**WORK INSTRUCTION**
Using the data below, return every line that holds the word "aisle".

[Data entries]
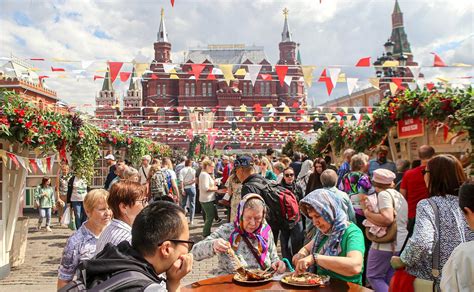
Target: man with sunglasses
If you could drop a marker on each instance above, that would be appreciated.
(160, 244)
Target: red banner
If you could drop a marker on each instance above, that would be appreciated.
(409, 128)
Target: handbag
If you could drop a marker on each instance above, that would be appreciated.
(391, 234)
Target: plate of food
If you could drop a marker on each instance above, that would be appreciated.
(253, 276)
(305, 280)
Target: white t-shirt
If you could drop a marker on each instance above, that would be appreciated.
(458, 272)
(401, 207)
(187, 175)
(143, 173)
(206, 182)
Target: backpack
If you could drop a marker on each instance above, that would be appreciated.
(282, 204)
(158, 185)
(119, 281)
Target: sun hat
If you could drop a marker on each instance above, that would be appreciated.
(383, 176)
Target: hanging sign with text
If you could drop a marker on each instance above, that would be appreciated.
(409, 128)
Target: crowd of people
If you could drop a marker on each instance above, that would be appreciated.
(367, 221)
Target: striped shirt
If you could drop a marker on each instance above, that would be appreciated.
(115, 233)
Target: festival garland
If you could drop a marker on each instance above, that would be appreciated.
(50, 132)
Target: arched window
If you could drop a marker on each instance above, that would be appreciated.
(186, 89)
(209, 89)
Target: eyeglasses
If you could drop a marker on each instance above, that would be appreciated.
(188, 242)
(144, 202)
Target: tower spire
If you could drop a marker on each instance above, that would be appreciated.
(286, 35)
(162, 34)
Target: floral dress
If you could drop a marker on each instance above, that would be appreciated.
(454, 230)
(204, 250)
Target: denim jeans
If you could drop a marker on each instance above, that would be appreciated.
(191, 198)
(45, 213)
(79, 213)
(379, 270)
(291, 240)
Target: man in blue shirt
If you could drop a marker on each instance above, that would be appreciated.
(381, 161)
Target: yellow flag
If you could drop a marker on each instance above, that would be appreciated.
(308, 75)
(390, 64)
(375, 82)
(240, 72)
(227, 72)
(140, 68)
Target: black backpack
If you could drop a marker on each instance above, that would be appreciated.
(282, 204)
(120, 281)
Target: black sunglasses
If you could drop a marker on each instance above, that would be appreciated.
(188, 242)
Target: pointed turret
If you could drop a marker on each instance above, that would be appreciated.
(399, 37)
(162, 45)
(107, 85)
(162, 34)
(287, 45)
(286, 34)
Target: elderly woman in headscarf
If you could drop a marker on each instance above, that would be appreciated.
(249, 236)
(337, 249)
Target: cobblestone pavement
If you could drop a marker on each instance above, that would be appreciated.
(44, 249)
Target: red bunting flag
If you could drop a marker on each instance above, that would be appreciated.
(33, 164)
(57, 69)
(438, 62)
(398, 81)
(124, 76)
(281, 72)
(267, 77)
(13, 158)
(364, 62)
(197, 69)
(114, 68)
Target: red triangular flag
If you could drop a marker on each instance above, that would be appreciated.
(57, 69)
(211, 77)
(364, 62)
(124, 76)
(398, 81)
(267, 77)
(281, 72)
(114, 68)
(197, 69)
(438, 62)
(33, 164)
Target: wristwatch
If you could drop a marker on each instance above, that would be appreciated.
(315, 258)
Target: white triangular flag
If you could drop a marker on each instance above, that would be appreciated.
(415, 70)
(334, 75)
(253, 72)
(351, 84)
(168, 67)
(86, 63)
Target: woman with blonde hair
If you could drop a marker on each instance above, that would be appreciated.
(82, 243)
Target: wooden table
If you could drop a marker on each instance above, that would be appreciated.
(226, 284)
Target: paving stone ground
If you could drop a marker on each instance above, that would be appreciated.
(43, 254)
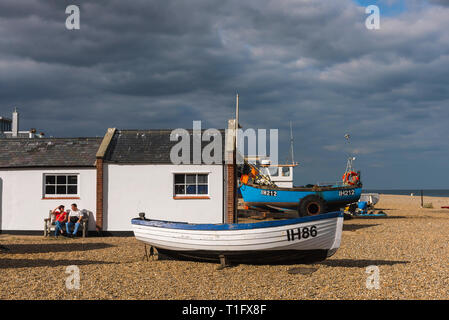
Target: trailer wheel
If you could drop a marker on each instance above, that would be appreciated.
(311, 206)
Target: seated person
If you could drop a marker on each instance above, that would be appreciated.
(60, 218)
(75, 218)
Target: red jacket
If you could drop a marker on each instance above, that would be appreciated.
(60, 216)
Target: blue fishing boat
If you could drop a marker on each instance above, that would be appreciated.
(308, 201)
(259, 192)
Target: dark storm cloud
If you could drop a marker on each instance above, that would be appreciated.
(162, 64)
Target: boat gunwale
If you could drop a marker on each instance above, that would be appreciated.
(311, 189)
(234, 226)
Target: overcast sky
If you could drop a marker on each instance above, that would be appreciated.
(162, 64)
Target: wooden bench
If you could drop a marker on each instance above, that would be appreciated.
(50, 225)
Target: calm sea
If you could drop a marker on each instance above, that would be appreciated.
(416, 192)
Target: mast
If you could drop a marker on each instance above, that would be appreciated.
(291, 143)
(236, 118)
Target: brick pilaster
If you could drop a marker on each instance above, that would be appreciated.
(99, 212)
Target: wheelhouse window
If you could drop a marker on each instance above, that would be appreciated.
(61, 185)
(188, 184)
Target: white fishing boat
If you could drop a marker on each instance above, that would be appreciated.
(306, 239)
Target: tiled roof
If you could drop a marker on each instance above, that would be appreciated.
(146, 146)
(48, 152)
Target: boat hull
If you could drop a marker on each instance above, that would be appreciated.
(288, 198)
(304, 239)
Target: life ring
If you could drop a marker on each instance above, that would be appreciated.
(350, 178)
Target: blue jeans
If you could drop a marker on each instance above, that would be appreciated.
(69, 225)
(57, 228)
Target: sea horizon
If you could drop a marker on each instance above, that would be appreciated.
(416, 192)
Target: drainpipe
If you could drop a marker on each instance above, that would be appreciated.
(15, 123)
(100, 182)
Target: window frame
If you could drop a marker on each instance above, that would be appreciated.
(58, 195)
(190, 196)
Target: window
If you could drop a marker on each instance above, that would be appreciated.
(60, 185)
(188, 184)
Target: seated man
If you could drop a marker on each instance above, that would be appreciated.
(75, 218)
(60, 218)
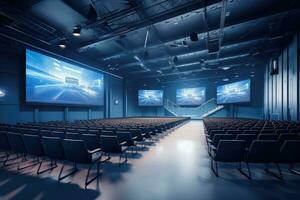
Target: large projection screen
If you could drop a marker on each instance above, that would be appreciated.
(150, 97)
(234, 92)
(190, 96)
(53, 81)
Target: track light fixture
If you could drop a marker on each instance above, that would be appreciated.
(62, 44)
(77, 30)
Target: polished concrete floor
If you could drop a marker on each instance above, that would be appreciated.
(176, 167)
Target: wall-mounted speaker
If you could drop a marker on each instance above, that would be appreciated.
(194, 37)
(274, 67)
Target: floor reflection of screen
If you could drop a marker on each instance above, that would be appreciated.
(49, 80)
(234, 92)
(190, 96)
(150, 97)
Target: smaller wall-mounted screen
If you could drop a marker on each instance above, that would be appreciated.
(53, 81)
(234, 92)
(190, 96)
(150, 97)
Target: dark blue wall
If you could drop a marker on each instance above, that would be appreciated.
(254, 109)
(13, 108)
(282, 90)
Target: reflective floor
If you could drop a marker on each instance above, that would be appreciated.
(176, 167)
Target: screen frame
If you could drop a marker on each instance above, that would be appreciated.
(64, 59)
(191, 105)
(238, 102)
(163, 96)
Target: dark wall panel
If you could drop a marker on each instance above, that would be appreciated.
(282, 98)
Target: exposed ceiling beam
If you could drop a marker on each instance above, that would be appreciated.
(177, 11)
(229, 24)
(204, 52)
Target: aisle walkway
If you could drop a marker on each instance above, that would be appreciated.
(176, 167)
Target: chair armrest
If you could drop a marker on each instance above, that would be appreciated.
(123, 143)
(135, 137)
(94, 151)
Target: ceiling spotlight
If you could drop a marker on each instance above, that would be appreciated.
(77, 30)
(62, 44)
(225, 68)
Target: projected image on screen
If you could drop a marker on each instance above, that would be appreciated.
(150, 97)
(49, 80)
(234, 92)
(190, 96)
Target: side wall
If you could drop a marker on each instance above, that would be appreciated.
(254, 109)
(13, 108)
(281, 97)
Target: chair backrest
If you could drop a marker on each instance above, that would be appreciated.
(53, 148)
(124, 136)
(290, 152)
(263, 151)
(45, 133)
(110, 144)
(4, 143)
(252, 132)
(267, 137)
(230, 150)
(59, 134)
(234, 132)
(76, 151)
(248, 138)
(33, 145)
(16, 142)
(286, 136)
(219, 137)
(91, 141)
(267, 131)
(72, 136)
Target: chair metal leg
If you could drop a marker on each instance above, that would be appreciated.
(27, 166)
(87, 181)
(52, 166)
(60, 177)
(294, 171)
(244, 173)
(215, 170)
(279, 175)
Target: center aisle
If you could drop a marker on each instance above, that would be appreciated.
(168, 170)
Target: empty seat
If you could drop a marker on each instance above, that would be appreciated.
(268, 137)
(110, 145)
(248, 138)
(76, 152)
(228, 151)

---

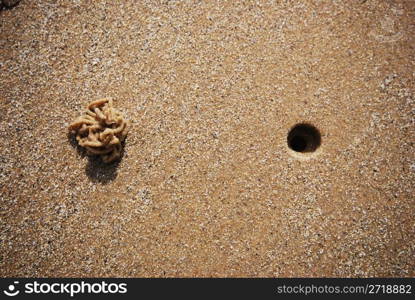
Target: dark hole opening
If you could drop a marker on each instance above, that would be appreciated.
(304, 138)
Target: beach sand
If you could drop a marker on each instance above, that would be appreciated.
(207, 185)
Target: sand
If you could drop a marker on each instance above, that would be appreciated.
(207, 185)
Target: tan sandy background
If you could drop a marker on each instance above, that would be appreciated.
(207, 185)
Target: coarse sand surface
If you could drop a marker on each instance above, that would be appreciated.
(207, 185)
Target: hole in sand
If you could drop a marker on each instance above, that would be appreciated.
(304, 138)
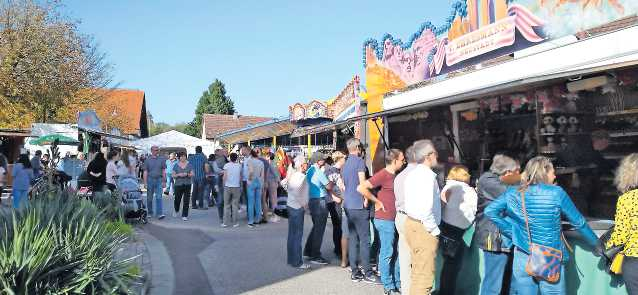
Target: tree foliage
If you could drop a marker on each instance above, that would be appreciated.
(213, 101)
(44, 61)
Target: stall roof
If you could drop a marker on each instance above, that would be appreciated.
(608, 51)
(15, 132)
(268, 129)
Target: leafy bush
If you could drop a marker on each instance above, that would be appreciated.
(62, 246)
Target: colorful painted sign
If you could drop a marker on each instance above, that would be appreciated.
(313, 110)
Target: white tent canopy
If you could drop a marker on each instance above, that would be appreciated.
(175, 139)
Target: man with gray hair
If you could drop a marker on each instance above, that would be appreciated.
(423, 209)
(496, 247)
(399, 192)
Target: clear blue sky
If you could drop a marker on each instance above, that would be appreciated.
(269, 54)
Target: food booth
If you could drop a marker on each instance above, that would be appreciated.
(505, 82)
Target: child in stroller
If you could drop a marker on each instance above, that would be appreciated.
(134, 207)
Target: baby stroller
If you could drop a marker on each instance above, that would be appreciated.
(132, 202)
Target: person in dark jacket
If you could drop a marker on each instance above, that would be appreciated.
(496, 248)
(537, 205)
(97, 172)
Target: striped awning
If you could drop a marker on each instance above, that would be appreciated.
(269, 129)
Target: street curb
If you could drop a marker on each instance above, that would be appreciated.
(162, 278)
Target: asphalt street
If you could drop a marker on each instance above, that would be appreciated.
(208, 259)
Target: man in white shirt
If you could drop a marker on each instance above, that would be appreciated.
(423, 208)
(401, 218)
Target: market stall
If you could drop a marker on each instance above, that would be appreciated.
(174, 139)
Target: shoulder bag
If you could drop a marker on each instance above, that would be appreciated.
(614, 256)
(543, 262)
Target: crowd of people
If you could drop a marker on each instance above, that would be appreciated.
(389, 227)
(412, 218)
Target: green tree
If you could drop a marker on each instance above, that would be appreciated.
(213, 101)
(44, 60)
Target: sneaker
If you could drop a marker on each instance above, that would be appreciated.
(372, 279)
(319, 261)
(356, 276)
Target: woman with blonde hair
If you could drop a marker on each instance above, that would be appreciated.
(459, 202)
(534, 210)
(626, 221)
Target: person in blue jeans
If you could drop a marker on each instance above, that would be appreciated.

---

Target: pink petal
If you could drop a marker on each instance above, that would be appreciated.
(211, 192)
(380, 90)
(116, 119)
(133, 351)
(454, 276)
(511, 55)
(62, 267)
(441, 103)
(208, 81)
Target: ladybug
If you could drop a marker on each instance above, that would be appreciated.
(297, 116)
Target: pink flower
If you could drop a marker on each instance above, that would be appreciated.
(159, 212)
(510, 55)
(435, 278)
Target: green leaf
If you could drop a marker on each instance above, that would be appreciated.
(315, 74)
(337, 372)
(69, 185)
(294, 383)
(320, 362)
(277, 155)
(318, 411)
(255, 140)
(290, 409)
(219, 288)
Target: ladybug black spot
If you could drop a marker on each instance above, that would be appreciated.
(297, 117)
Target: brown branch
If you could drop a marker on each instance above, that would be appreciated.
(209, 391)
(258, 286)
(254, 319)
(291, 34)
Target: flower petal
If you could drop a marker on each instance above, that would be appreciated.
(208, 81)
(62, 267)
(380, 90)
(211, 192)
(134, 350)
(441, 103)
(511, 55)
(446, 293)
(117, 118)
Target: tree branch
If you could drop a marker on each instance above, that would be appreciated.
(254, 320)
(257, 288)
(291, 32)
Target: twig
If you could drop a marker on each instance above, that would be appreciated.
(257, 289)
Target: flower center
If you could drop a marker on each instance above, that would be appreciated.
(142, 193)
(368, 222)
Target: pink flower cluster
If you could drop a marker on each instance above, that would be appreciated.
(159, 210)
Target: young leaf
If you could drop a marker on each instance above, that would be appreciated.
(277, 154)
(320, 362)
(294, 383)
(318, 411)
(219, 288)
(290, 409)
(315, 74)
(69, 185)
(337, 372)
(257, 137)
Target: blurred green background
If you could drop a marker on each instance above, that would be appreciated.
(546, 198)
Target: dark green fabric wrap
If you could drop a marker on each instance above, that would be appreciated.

**ANSWER BELOW**
Target: aisle walkway
Target: center aisle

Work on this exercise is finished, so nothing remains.